Supplied information:
((
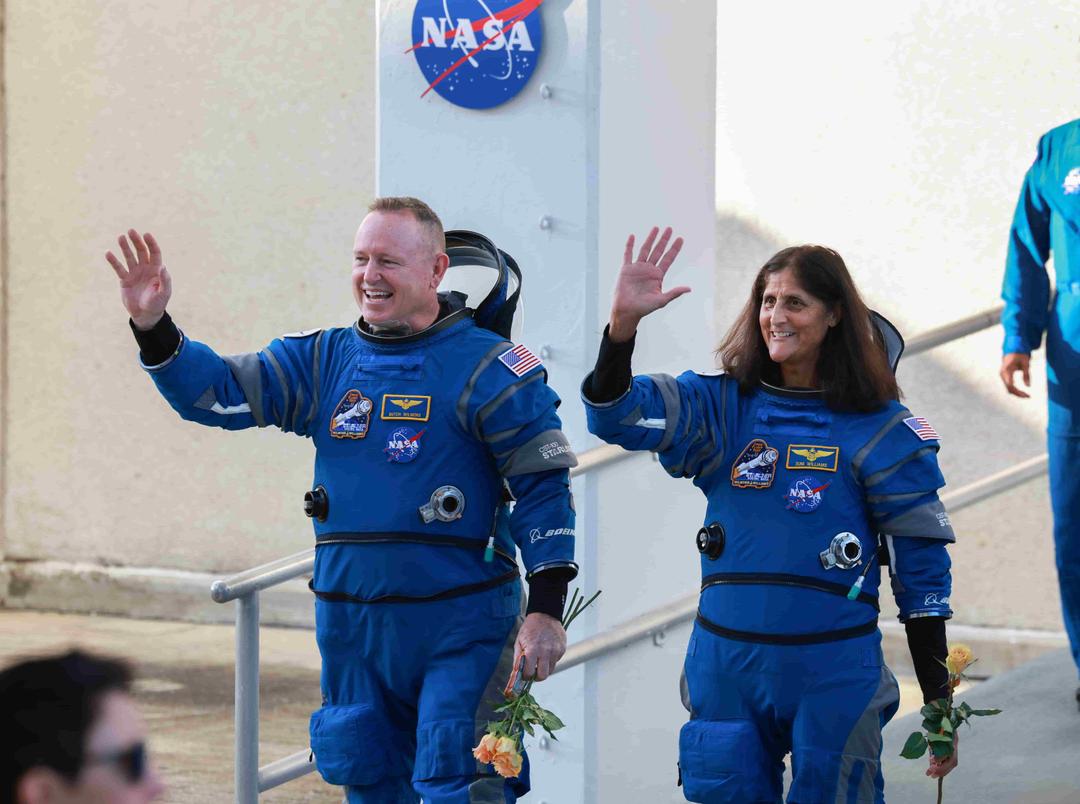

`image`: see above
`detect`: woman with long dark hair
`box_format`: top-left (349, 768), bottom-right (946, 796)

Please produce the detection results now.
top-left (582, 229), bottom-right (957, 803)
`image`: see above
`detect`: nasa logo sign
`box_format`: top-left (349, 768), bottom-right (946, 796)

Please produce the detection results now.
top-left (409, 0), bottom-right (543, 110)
))
((
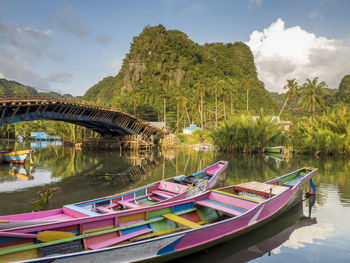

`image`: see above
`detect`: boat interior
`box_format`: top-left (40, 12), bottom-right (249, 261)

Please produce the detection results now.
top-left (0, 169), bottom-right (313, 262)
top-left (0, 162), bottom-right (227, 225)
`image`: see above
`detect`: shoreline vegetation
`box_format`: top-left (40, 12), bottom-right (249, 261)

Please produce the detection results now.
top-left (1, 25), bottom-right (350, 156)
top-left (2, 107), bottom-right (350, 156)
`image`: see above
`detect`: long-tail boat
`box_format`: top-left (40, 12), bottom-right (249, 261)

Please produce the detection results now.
))
Your response should contain each line of the entries above that holds the string "boat".

`detect`: boat interior
`detect`: long-tail boat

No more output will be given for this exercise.